[Texto de origem]

O coronavírus abalou também os mercados, derrubou as bolsas em toda parte, afetando a economia global. O desaquecimento e a recessão econômica, em escala global, tende a gerar desemprego, perda de vagas de trabalho, podendo impactar os crimes contra o patrimônio (furto, roubo, apropriação indébita, fraudes etc), dentre outros.
Por conta disso, é preciso que os encarregados pela gestão da economia possam ser minimamente responsáveis, ter senso de realidade e evitem fazer do Covid-19 mais uma desculpa para simplesmente impor suas pautas sem levar em conta a condição do país. Só mesmo gente de gabinete, sem noção da realidade, que só se importa com a economia abstrata, pode afirmar que em geral as empregadas domésticas vão à Disney e outras declarações do tipo. É preciso sair do gabinete, acompanhar e conhecer a economia real, a economia das ruas, das casas, das feiras, dos supermercados, das tabernas, dos campos, dos lares famintos, desempregados e maltrapilhos. É preciso promover uma economia que inclua e promova o país e não apenas o mercado, os bancos e os lobistas. Uma economia que mantém excluídos os vulneráveis sociais é uma economia da morte – uma ferramenta de extermínio, campo de concentração difuso na sociedade.

[/Texto de origem]

§ Tarefas do exercício:
• A. Transcreva do texto de origem o trecho que começa em "O coronavírus abalou" e vai até "etc), dentre outros.".
• B. Responda com base no texto de origem:
(i) Quais crimes contra o patrimônio aparecem entre parênteses?
(ii) Segundo o texto, uma economia que mantém excluídos os vulneráveis sociais é uma economia de quê?
(iii) Que afirmação sobre as empregadas domésticas o texto atribui à "gente de gabinete"?

[Seção de dados]

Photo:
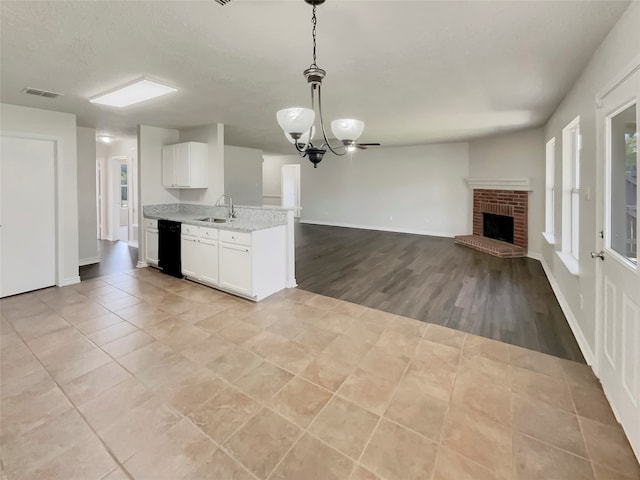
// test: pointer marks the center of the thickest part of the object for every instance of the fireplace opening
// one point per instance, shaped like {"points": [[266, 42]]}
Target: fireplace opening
{"points": [[498, 227]]}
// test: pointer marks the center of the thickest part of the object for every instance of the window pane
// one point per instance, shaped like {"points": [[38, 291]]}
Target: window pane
{"points": [[624, 181]]}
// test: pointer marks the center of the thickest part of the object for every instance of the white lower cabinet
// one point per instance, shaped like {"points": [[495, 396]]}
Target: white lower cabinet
{"points": [[199, 254], [151, 241], [235, 268], [208, 256], [252, 265], [189, 255]]}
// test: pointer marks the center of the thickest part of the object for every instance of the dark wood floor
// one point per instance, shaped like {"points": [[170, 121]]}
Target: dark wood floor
{"points": [[433, 280], [115, 257]]}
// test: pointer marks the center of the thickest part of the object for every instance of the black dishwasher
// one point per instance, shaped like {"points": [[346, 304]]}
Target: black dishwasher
{"points": [[169, 247]]}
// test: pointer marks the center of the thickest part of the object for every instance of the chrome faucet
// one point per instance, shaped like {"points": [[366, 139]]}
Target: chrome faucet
{"points": [[232, 212]]}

[/Seção de dados]

§ Soluções:
• A.
O coronavírus abalou também os mercados, derrubou as bolsas em toda parte, afetando a economia global. O desaquecimento e a recessão econômica, em escala global, tende a gerar desemprego, perda de vagas de trabalho, podendo impactar os crimes contra o patrimônio (furto, roubo, apropriação indébita, fraudes etc), dentre outros.

• B.
(i) Furto, roubo, apropriação indébita e fraudes.
(ii) Da morte.
(iii) Que, em geral, as empregadas domésticas vão à Disney.